__Material to process__

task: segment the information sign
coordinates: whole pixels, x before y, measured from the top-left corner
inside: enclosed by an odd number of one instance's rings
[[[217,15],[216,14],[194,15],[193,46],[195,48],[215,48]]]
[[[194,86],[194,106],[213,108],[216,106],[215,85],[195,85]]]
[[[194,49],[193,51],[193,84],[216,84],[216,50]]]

__What the task requires__
Reproduce the data above word for word, keeping every line and character unchanged.

__Task solution__
task: segment the information sign
coordinates: whole pixels, x before y, measured from the top-left corner
inside: enclosed by an odd number of one instance's rings
[[[217,15],[216,14],[194,15],[193,46],[195,48],[215,48]]]
[[[194,86],[194,106],[213,108],[216,106],[215,85],[195,85]]]
[[[194,49],[193,51],[193,84],[216,84],[216,50]]]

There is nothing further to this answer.